= EXERCISE DESCRIPTION =
Pick out every line in the material below that contains the string "wall", and copy each one unchanged.

= SUPPLIED RECORDS =
· · · ·

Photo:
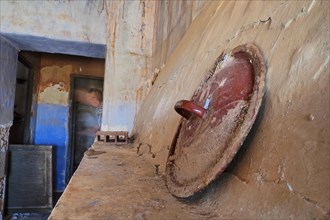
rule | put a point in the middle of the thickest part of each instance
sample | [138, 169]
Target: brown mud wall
[283, 169]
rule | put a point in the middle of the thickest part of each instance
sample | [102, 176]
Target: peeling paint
[54, 94]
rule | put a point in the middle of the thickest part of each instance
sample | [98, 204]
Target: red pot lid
[216, 121]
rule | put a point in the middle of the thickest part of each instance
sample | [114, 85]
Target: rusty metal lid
[215, 121]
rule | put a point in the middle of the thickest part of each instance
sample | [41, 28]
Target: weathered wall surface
[284, 170]
[8, 55]
[70, 27]
[137, 31]
[172, 19]
[8, 65]
[52, 126]
[129, 44]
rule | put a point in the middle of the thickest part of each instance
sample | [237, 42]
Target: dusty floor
[119, 184]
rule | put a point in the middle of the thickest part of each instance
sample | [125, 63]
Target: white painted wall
[82, 21]
[66, 27]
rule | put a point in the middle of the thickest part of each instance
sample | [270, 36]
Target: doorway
[86, 114]
[20, 132]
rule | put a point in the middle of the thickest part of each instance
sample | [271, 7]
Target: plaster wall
[8, 66]
[69, 27]
[8, 63]
[129, 45]
[140, 37]
[52, 124]
[172, 19]
[283, 170]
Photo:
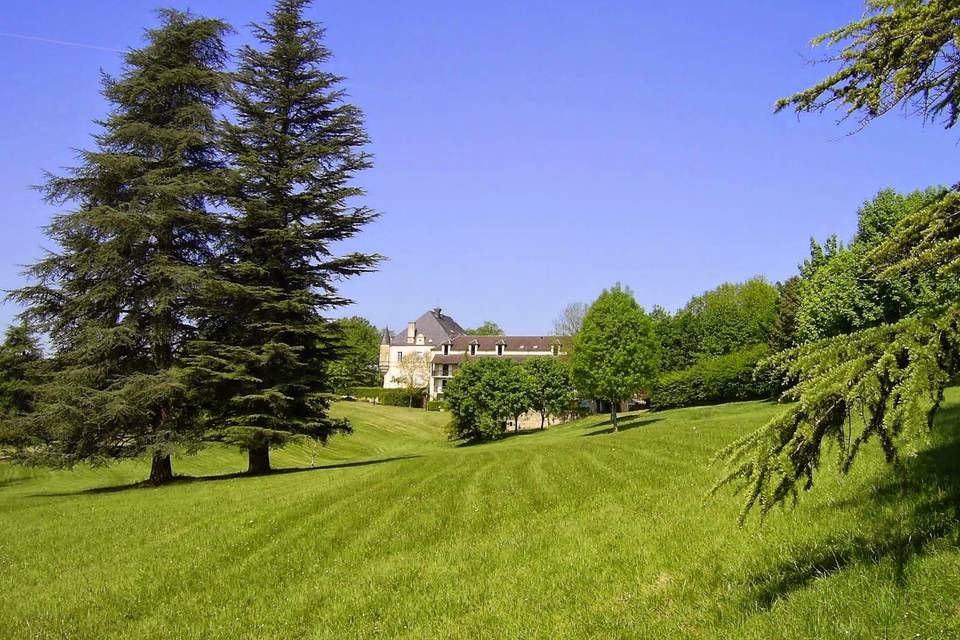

· · · ·

= RESULT FOR THIS EXERCISE =
Target: brown mud wall
Target: weathered wall surface
Target: white painted wall
Target: plaster wall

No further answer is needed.